The required result is the exact run of lines beginning at the one containing "For every instance of the woman in purple" and ending at the last line of the entries.

"""

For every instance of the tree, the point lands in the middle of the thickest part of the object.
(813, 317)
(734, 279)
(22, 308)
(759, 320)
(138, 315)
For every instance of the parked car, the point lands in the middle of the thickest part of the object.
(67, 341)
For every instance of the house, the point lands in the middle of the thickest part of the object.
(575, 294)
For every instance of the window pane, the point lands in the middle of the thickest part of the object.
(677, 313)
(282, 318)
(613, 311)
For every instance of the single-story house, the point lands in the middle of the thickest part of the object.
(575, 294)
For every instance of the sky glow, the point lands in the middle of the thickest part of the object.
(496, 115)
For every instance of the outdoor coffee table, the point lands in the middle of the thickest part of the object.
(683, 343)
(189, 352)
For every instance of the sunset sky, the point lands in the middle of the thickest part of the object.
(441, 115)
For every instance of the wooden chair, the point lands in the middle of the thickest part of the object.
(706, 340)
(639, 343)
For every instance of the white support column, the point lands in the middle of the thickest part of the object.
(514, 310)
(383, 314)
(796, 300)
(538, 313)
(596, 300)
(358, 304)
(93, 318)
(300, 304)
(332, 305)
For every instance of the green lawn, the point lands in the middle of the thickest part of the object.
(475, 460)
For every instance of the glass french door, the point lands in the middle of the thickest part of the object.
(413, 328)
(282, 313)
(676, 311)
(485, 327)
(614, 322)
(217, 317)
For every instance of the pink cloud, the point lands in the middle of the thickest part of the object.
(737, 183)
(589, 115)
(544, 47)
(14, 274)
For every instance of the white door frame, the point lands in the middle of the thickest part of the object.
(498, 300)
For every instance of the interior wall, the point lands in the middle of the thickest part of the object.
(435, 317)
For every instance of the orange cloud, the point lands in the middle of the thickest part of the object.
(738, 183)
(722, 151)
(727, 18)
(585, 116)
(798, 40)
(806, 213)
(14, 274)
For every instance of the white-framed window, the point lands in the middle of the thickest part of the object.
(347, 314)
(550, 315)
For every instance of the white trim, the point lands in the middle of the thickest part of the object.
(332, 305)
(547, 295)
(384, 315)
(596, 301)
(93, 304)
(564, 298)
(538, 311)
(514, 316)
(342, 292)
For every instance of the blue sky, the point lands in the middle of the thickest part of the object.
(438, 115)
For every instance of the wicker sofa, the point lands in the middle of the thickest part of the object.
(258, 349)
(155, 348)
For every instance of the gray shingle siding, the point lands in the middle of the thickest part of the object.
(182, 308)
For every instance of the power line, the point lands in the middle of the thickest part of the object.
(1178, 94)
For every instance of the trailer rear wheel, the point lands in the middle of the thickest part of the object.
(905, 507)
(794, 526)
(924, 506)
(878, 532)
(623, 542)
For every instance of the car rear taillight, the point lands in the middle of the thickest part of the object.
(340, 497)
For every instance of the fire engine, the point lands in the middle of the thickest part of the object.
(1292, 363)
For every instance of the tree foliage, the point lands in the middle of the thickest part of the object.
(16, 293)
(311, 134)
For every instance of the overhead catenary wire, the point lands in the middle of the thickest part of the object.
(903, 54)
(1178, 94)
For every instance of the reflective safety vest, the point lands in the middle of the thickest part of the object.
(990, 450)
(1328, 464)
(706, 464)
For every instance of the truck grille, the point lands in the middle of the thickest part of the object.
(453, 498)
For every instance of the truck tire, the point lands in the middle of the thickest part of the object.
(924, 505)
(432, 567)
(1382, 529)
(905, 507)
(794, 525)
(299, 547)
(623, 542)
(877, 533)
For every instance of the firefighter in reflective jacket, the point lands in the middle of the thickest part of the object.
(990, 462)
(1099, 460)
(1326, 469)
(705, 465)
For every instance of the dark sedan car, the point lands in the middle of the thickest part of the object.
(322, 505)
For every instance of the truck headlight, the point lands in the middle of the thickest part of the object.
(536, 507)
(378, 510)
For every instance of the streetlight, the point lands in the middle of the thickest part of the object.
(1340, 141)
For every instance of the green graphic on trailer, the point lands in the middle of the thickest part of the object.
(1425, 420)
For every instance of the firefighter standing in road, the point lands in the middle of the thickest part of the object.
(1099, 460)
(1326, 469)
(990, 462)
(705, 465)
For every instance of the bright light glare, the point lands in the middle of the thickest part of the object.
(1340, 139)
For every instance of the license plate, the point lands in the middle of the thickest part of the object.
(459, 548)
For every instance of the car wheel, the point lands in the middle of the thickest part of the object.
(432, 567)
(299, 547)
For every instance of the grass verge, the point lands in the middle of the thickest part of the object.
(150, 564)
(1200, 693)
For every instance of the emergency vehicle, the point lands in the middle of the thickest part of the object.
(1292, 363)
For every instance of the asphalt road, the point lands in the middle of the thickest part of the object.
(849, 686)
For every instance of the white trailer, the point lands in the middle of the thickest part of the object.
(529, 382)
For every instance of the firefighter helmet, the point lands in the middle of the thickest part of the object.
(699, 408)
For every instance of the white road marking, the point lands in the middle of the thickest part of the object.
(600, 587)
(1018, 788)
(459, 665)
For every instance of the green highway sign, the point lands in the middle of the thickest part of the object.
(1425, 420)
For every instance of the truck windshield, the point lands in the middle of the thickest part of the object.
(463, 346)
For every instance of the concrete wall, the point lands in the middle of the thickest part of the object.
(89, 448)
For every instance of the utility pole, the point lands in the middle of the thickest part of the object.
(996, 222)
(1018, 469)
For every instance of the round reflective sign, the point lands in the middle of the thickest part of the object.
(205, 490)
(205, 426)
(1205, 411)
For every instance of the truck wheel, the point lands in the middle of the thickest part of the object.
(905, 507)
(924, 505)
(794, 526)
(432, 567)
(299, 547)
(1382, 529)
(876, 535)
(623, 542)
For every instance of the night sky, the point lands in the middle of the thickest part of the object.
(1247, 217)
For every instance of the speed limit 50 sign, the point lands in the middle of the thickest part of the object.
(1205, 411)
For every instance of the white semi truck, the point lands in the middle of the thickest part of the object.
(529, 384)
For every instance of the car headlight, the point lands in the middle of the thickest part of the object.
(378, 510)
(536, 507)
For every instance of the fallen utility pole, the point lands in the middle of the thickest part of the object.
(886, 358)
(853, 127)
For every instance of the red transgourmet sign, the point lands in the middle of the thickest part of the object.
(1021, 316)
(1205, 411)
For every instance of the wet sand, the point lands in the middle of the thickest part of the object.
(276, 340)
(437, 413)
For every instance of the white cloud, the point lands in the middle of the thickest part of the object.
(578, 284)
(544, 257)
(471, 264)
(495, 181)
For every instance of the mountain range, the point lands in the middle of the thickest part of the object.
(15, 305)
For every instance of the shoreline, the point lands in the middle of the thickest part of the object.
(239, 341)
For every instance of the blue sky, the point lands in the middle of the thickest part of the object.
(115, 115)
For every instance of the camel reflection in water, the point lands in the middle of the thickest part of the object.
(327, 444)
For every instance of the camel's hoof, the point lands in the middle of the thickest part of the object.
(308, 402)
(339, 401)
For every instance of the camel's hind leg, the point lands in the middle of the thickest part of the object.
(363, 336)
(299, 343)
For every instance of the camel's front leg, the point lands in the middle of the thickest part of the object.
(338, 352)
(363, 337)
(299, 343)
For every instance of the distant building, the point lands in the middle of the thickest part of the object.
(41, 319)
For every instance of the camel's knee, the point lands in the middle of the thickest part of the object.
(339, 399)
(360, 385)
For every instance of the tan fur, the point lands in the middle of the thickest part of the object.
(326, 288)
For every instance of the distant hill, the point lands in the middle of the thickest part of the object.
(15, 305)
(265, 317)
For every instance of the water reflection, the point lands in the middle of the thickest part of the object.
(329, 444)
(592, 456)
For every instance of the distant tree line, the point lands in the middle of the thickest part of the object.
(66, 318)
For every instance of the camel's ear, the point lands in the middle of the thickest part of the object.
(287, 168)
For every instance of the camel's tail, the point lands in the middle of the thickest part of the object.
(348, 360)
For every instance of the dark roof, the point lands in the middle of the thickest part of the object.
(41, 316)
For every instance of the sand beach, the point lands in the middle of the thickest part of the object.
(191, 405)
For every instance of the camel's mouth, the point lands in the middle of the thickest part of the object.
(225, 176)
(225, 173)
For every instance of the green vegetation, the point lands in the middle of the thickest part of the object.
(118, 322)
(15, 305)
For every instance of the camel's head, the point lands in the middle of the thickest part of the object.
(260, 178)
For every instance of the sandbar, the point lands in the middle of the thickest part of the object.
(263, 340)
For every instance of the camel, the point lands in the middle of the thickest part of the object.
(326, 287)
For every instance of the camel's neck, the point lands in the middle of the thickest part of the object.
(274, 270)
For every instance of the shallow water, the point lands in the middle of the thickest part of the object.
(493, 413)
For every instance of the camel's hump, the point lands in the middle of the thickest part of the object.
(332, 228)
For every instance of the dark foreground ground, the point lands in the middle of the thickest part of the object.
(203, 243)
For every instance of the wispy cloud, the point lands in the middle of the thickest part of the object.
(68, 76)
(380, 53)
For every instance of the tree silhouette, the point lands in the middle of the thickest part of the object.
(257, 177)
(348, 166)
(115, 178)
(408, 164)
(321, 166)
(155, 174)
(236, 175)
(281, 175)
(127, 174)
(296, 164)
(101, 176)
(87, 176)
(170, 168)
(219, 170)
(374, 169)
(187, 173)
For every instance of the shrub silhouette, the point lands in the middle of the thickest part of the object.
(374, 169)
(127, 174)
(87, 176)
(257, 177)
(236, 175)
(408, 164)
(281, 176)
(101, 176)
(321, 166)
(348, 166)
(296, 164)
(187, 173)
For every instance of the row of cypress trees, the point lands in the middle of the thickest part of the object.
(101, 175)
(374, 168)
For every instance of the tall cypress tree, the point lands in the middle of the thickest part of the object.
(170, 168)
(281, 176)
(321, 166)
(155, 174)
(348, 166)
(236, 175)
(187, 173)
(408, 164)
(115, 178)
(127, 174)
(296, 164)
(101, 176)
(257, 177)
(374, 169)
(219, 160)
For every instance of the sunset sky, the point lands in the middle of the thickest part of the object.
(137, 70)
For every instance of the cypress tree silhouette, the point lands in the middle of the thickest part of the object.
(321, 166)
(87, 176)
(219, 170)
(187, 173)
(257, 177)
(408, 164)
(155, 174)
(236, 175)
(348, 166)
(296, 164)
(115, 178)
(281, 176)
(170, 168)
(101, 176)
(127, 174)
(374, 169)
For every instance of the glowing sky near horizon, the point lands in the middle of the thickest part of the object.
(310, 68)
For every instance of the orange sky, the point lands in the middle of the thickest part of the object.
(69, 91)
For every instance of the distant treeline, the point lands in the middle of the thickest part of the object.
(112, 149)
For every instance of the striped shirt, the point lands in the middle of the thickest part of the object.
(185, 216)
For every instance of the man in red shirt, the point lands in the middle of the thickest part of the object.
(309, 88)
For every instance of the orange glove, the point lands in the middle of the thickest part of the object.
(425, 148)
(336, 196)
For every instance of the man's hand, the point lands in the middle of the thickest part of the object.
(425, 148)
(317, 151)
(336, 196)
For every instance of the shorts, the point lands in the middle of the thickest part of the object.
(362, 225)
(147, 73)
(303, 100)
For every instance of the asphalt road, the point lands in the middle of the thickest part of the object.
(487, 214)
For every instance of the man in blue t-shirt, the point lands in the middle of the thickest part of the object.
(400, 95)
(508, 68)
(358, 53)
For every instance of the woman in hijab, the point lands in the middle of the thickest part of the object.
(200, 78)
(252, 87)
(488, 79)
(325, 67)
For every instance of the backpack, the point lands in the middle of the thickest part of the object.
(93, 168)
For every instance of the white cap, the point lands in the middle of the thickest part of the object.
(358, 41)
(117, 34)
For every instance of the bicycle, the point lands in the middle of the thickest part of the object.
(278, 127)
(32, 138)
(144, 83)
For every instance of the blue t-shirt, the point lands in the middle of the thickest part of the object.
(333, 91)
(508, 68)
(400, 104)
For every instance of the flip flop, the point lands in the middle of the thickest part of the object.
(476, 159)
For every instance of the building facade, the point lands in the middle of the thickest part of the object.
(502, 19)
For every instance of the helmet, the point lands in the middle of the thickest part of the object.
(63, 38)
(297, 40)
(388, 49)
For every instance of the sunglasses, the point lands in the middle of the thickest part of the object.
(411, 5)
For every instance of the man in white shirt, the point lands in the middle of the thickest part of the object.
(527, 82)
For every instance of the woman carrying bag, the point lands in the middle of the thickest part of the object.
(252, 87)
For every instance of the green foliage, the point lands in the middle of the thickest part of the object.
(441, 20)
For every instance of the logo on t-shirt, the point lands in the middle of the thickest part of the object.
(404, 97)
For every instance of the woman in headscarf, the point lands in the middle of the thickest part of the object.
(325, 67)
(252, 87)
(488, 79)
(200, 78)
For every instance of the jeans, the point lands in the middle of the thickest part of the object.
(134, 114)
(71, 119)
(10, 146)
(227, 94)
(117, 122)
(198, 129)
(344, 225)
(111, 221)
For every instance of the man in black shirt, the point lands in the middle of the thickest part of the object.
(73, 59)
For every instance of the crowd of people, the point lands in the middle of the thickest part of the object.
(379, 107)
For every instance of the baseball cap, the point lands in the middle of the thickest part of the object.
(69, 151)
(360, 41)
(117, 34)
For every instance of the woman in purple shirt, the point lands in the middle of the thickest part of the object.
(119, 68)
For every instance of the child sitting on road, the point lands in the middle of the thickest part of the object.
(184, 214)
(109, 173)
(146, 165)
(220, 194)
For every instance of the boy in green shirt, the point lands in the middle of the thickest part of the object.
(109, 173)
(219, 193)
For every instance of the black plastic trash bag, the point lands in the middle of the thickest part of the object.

"""

Exercise output –
For every instance of the woman in purple shirt, the point lands in the middle of the thickest part of the object.
(119, 68)
For every instance of the child sitting on road, the point lands in the middle of the thickest part of the object.
(184, 214)
(109, 173)
(146, 165)
(220, 194)
For every instance of the boy in green shirt, the point lands in the middle of the thickest part of the object.
(109, 173)
(219, 193)
For every instance of the black plastic trash bag, the point lands in the middle of the thickest part of the object.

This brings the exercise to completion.